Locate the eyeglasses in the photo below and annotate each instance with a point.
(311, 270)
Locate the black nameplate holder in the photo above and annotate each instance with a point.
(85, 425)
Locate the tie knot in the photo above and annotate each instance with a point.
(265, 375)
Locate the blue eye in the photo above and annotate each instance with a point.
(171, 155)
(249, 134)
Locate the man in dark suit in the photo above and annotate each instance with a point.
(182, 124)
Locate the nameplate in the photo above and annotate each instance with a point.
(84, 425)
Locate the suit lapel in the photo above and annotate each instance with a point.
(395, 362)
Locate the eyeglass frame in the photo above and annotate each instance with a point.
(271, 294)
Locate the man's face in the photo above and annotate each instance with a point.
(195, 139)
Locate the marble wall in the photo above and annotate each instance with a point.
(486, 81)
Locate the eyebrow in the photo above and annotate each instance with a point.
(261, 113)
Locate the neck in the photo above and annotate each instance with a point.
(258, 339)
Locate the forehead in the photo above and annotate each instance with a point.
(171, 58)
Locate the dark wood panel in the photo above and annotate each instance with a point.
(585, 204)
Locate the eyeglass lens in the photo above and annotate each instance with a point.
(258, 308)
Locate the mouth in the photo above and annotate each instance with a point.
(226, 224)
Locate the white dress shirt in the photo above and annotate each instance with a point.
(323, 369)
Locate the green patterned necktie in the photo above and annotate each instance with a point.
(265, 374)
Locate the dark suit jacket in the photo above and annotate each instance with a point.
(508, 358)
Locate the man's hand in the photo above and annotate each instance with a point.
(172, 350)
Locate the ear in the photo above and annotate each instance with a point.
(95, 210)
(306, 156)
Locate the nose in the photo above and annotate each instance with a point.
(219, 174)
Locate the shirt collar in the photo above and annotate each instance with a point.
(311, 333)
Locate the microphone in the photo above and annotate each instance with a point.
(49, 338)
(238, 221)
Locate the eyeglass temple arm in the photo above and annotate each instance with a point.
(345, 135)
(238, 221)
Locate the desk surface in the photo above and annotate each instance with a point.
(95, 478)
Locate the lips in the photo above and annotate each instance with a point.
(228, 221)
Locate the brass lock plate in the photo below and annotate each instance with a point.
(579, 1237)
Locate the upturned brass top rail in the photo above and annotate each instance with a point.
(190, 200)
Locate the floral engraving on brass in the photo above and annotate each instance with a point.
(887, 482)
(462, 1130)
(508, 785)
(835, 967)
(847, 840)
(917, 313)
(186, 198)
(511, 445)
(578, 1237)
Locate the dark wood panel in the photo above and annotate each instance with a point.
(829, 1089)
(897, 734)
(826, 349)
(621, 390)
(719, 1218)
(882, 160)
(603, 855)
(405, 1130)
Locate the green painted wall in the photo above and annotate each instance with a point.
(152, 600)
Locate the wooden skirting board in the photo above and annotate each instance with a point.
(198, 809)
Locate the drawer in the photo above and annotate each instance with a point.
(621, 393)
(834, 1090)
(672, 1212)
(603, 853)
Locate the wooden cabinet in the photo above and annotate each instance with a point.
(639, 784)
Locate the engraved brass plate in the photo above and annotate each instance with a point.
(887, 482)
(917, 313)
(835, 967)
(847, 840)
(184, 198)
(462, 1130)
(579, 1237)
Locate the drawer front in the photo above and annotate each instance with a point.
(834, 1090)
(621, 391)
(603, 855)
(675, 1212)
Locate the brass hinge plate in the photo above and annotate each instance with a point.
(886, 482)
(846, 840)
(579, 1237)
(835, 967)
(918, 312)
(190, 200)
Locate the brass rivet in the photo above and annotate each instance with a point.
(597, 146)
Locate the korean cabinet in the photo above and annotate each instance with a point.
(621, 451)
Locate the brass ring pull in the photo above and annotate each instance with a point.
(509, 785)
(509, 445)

- **Your task**
Write out every entry exactly as given.

- **Expected answer**
Locate the eyeglasses in the photo below and annotate each instance with a point.
(311, 270)
Locate the black nameplate holder in the photo above and annotate each instance with a point.
(85, 425)
Locate the tie knot in the photo above and annotate each instance with a point.
(265, 375)
Locate the blue eye in the photo above and annotate each instance with a point.
(171, 155)
(249, 134)
Locate the man in dark suit in the photo above and annotate each instance with a point.
(182, 124)
Locate the nameplate in the photo above and annotate each instance with a point.
(84, 425)
Locate the suit lapel in the photo above and annotate each instance with a point.
(395, 362)
Locate the eyeglass frame in the photo above and annotate each instance with a point.
(271, 294)
Locate the man's face in the photo above and annotate each instance with a point.
(195, 139)
Locate the marble wall in the photo above and annotate each instance with a point.
(486, 81)
Locate the eyebrow in the photo above and annotate each instance with a point.
(261, 113)
Locate the neck in the photo above and annotate each instance with a point.
(258, 339)
Locate the forehead in the photo above and annotate each instance with a point.
(171, 58)
Locate the dark wood panel in the photo above and annotate each instance with a point.
(585, 204)
Locate the eyeglass lens in the photo above and annotate each instance with a point.
(258, 308)
Locate the mouth in the photo above and annotate each instance with a point.
(226, 224)
Locate the white dress shirt in the photo above and annotate each instance with a point.
(323, 369)
Locate the green patterned necktie in the photo above and annotate each instance with a point.
(265, 374)
Locate the dark suit jacket in the photo above and annotate each instance with a point.
(508, 358)
Locate the man's hand in the photo above and annotate each instance with a point.
(172, 350)
Locate the ear in the photo above and annotate each instance with a point.
(95, 210)
(306, 156)
Locate the nose in the photo above and annotate each instance with a point.
(219, 174)
Locate the shirt collar in the photo above and annotate each instance with a point.
(311, 333)
Locate the microphone in the photo above and annotate each instance with a point.
(49, 338)
(238, 221)
Locate the eyeglass temple arm in the photo above and annotate each instance with a point.
(345, 135)
(238, 221)
Locate the desk surface in the photo above and annotate each instance with a point.
(95, 478)
Locate the lips in the photo above and annotate each instance with a point.
(228, 221)
Locate the brass lock plate in the photo below and annotate each instance with a point.
(579, 1237)
Locate the upturned brass top rail in the photo above and annotate each instance with a point.
(190, 200)
Locate the floral engraving on brass in the photo above and annotate each instance with a point.
(887, 482)
(462, 1130)
(508, 785)
(835, 967)
(847, 840)
(917, 313)
(186, 198)
(511, 445)
(578, 1237)
Locate the dark wood panel in the photo above and annotate each instance with a point.
(829, 1089)
(897, 734)
(826, 349)
(621, 390)
(719, 1218)
(882, 160)
(603, 855)
(405, 1130)
Locate the green painted wall in the photo above and annotate each instance with a point.
(152, 600)
Locate the wooden skirting board in the photo above and annotate each instance with a point.
(198, 809)
Locate the drawer in the photo above and annotate each instance with a point.
(621, 393)
(834, 1090)
(672, 1212)
(603, 853)
Locate the wooden cabinet in the photo above and annotate each instance with a point.
(639, 784)
Locate the engraved brass plate in the photo above and annotate each instance with a point.
(887, 482)
(917, 313)
(835, 967)
(847, 840)
(184, 198)
(462, 1130)
(579, 1237)
Locate the drawer front in the photo above and annotate each instance with a point.
(834, 1090)
(621, 391)
(603, 855)
(675, 1212)
Locate the brass hinge plate in the photo above and annotate each instance with a point.
(886, 482)
(846, 840)
(579, 1237)
(835, 967)
(918, 312)
(190, 200)
Locate the brass rivet in the photo above and annotate each instance with a point.
(597, 146)
Locate the korean cabinet in the photo above and annotate each instance with a point.
(621, 451)
Locate the brass ring pull in the photo above and annotate each instance with a point.
(509, 785)
(509, 445)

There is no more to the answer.